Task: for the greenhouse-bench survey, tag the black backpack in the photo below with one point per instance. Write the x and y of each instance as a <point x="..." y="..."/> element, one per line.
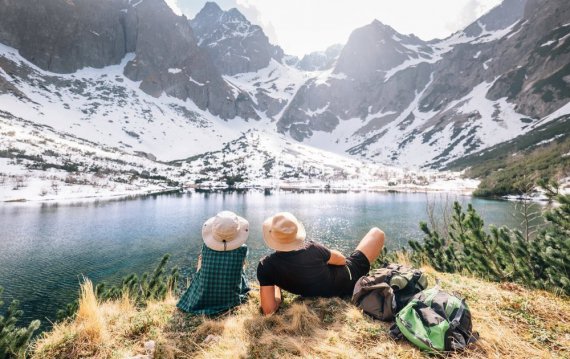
<point x="385" y="291"/>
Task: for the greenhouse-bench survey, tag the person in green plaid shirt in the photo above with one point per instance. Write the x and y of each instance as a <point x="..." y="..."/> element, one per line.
<point x="220" y="283"/>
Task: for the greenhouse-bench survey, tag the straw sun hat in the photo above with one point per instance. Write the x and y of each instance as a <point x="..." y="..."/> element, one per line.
<point x="283" y="232"/>
<point x="225" y="231"/>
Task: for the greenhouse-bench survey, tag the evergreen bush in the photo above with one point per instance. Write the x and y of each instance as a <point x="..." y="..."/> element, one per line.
<point x="502" y="254"/>
<point x="14" y="340"/>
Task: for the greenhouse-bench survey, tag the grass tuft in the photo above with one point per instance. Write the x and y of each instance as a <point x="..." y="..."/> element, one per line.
<point x="512" y="321"/>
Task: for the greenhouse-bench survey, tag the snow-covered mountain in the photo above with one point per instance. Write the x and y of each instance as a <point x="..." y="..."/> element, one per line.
<point x="235" y="44"/>
<point x="134" y="76"/>
<point x="398" y="99"/>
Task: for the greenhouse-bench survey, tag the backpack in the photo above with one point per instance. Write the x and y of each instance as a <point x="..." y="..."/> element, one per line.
<point x="385" y="291"/>
<point x="435" y="321"/>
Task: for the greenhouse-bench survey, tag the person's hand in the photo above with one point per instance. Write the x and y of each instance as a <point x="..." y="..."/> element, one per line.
<point x="270" y="297"/>
<point x="337" y="258"/>
<point x="199" y="265"/>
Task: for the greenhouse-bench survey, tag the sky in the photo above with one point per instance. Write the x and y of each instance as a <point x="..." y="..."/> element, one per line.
<point x="303" y="26"/>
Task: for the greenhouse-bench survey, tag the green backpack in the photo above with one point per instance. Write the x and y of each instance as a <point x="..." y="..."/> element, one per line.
<point x="435" y="321"/>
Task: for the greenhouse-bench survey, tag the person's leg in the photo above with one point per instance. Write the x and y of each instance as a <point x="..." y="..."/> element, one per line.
<point x="372" y="243"/>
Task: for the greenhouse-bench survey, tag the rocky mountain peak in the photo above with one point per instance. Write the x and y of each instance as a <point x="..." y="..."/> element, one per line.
<point x="500" y="17"/>
<point x="375" y="48"/>
<point x="320" y="60"/>
<point x="235" y="44"/>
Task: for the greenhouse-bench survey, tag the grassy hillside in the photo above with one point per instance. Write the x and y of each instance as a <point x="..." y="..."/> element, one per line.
<point x="542" y="153"/>
<point x="513" y="322"/>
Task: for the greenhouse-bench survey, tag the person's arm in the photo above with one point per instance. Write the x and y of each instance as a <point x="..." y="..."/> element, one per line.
<point x="199" y="265"/>
<point x="270" y="296"/>
<point x="337" y="258"/>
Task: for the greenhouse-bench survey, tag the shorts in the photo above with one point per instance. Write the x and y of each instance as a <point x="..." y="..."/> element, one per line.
<point x="345" y="277"/>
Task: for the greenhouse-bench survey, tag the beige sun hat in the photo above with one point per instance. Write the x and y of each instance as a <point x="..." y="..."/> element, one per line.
<point x="225" y="231"/>
<point x="283" y="232"/>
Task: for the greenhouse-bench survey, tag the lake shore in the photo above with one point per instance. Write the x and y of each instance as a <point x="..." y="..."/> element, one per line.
<point x="512" y="321"/>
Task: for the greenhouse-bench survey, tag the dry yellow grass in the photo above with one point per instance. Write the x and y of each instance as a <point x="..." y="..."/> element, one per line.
<point x="513" y="322"/>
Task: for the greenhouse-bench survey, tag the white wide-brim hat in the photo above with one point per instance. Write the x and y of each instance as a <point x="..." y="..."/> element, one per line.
<point x="283" y="232"/>
<point x="225" y="231"/>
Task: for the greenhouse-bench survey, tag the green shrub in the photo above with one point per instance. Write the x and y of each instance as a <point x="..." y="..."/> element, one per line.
<point x="502" y="254"/>
<point x="13" y="339"/>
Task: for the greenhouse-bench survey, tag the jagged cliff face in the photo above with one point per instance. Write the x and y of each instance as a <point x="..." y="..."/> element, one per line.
<point x="319" y="60"/>
<point x="63" y="36"/>
<point x="397" y="98"/>
<point x="383" y="96"/>
<point x="234" y="43"/>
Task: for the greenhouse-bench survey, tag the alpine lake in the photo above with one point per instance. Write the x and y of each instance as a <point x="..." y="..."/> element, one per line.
<point x="46" y="249"/>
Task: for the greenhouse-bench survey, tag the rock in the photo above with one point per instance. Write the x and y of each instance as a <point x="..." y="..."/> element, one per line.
<point x="211" y="338"/>
<point x="235" y="44"/>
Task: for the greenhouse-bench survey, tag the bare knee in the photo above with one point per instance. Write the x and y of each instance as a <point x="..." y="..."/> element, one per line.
<point x="377" y="233"/>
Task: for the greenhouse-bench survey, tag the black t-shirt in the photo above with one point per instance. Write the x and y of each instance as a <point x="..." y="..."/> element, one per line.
<point x="304" y="271"/>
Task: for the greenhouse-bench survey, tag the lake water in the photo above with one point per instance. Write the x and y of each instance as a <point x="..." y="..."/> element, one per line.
<point x="46" y="248"/>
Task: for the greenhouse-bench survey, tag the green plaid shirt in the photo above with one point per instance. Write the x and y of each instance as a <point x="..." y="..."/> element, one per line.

▸ **Written instruction**
All of the material above needs to be restated exactly, with no pictures.

▸ **Result of this exercise**
Task: for the greenhouse-bench survey, tag the black backpack in the photo below with one point per instance. Write the x and y of each instance as a <point x="..." y="..."/> element, one per line.
<point x="385" y="291"/>
Task: for the greenhouse-bench survey, tag the person in green plaid shirt in the photo above with one point per instance. Write the x and y of each instance as a <point x="..." y="..."/> element, one per line.
<point x="220" y="283"/>
Task: for the greenhouse-bench survey, tag the straw sun hat in the photo above with one point per instance. Write the x and y of each instance as a <point x="..." y="..."/> element, one per line.
<point x="283" y="232"/>
<point x="225" y="231"/>
Task: for the greenhouse-bench survey, tag the evergreen bush in the photo above with one point per instance. Write the x and y of each instance as a <point x="..." y="..."/> element, one per line.
<point x="502" y="254"/>
<point x="14" y="340"/>
Task: for the greenhouse-bench survey, tag the grass tuft in the photo above with one point per instance. Write the x and y of each instance as a <point x="..." y="..."/> element, one per line.
<point x="512" y="321"/>
Task: for the greenhouse-bench survey, tag the snow-covered mountain in the photo above with one point per instance. Write the x and y of each instance as a <point x="..." y="..."/> element, one per line.
<point x="235" y="44"/>
<point x="134" y="76"/>
<point x="398" y="99"/>
Task: for the greenhouse-bench survey, tag the backpack in the photo above with one point per instance. Write the x and y of each instance as a <point x="..." y="..."/> element, one per line.
<point x="385" y="291"/>
<point x="435" y="321"/>
Task: for the greenhouse-bench survey, tag the person's hand in the photo above with one point per instance. Write the x and y of each instance as a <point x="..." y="..."/> element, one per line.
<point x="270" y="297"/>
<point x="337" y="258"/>
<point x="199" y="265"/>
Task: for the greenhouse-bench survey, tag the sky in the photo above with one point per instance. Write the x and y of each instance as a <point x="..." y="..."/> element, one per line.
<point x="303" y="26"/>
Task: for the greenhouse-bench survey, tag the green backpack in the photo above with one point per instance. Write the x and y of each instance as a <point x="..." y="..."/> element, one per line.
<point x="435" y="321"/>
Task: for the greenhouse-bench survey, tag the person's leg in the photo above with one point per instance. Write the x and y of each instance as a <point x="..." y="..."/> element, one per line.
<point x="372" y="243"/>
Task: for the greenhouse-bench survey, tag the rocky mountain peak in the photo above with one point per instance. Write the x and y of each instance as a <point x="..." y="..."/> element, one per line.
<point x="500" y="17"/>
<point x="375" y="48"/>
<point x="320" y="60"/>
<point x="235" y="44"/>
Task: for the greenhouse-bench survey, tag the grassy hillside in the photo above with one point per instance. Write the x and y of each instance as a <point x="..." y="..."/> element, one per line.
<point x="542" y="153"/>
<point x="513" y="322"/>
Task: for the greenhouse-bench survey, tag the person's arm in the photo above with one point per instance. Write the x and y of each instance as a <point x="..." y="..."/> element, one per line.
<point x="199" y="265"/>
<point x="270" y="296"/>
<point x="337" y="258"/>
Task: for the greenhouse-bench survey, tag the shorts in the photo above with one point per instance. Write the x and y of each instance as a <point x="..." y="..."/> element, one per line.
<point x="345" y="277"/>
Task: for the greenhouse-bench survey, tag the beige sun hat in the photo above with one point per instance. Write the x and y of each instance as a <point x="..." y="..."/> element, one per line.
<point x="225" y="231"/>
<point x="283" y="232"/>
Task: for the greenhouse-bench survey, tag the lake shore in the photo above with one point per instance. Write the x and y of each instance as a <point x="..." y="..."/> element, one per line.
<point x="512" y="321"/>
Task: for the greenhouse-bench survey, tag the dry yellow grass in the photo above with one point per instance. Write the x and y of each instance as a <point x="..." y="..."/> element, one per line.
<point x="513" y="322"/>
Task: for the greenhouse-bench survey, tag the white wide-brim hat in the photo above with one point per instance. Write the x and y of each instance as a <point x="..." y="..."/> element, one per line.
<point x="283" y="232"/>
<point x="225" y="231"/>
Task: for the greenhouse-bench survey, tag the green shrub in the photo above with one point per instance. Write the x and y of each instance as a <point x="..." y="..."/> element, one per line.
<point x="502" y="254"/>
<point x="13" y="339"/>
Task: for the greenhouse-bench survey, tag the jagged cliff face in the photo above with one point per instance. Write the x and y of each instance as a <point x="..." y="..."/> element, one per line.
<point x="319" y="60"/>
<point x="63" y="36"/>
<point x="397" y="98"/>
<point x="383" y="96"/>
<point x="234" y="43"/>
Task: for the greenhouse-bench survey, tag the alpine lake in the photo above with one point per instance. Write the x and y of each instance as a <point x="..." y="..."/> element, one per line.
<point x="46" y="249"/>
Task: for the greenhouse-bench survey, tag the rock in the photo above with one point per instance. Write the x and y of each instance as a <point x="..." y="..."/> element, one per line.
<point x="211" y="338"/>
<point x="235" y="44"/>
Task: for the greenhouse-bench survey, tag the bare knee in the photo above with one point per instance. Write the x and y of each instance as a <point x="..." y="..."/> element, one per line.
<point x="377" y="233"/>
Task: for the greenhouse-bench survey, tag the black t-shirt in the photo above with one point per instance. Write the x and y of each instance as a <point x="..." y="..."/> element, one per line.
<point x="304" y="271"/>
Task: for the greenhouse-bench survey, tag the lake water in the photo above with one point per instance. Write the x and y of each instance as a <point x="..." y="..."/> element, one per line.
<point x="46" y="248"/>
Task: for the greenhouse-bench survey, tag the green plaid shirt in the photo above with one point per instance. Write the x and y of each instance as a <point x="..." y="..."/> element, one per line.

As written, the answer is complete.